[Begin Record list]
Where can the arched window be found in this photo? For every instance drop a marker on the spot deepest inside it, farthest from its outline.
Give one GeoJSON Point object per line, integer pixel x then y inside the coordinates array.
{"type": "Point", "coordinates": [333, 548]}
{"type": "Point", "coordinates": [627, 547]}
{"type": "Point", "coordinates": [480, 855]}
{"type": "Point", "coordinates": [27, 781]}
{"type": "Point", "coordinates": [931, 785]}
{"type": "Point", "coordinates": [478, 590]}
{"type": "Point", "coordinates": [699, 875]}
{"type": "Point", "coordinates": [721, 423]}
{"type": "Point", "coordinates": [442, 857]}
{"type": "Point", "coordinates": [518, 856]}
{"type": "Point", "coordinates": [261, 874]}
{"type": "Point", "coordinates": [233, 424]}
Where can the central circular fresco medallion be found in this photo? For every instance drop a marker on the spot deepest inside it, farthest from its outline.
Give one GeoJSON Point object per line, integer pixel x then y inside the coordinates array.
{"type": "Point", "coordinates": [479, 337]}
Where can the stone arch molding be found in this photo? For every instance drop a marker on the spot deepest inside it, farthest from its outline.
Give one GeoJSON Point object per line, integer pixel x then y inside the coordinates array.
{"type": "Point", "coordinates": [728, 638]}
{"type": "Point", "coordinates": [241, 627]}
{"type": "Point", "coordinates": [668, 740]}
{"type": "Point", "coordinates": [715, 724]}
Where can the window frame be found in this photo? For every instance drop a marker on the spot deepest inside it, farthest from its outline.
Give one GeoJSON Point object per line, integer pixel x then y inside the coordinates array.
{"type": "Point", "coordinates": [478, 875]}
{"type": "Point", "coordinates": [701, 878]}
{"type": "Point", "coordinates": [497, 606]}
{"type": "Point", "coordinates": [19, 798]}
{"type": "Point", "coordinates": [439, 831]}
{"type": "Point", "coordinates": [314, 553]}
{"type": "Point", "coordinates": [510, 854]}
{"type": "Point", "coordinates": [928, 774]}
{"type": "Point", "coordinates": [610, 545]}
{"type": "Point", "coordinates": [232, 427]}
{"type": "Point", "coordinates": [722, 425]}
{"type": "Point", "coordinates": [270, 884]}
[End Record list]
Goal - Your task is to return, exactly and on their own, the lines from the one containing "Where can the central" through the last line of the listing.

Correct output -
Where can the central circular fresco medallion be found in this photo? For every instance drop a marker on the spot deepest inside it, farthest from its outline.
Give one GeoJSON Point object per line, integer pixel x then y inside the coordinates array.
{"type": "Point", "coordinates": [479, 337]}
Where can the stone arch molding be found in this photo? For every instance drop a marker on the spot deepest inside it, farthest from its outline.
Give one GeoJSON Point object per line, integer pixel x then y inside the coordinates array.
{"type": "Point", "coordinates": [728, 638]}
{"type": "Point", "coordinates": [241, 627]}
{"type": "Point", "coordinates": [668, 740]}
{"type": "Point", "coordinates": [715, 724]}
Where can the window frame be found in this photo? For every instance drop a marker on the spot deepest inside it, farthest from its outline.
Give one GeoJSON Point object per line, integer pixel x then y inside the coordinates array.
{"type": "Point", "coordinates": [478, 875]}
{"type": "Point", "coordinates": [701, 878]}
{"type": "Point", "coordinates": [497, 606]}
{"type": "Point", "coordinates": [19, 798]}
{"type": "Point", "coordinates": [439, 831]}
{"type": "Point", "coordinates": [314, 553]}
{"type": "Point", "coordinates": [510, 854]}
{"type": "Point", "coordinates": [928, 774]}
{"type": "Point", "coordinates": [610, 545]}
{"type": "Point", "coordinates": [232, 427]}
{"type": "Point", "coordinates": [722, 425]}
{"type": "Point", "coordinates": [270, 884]}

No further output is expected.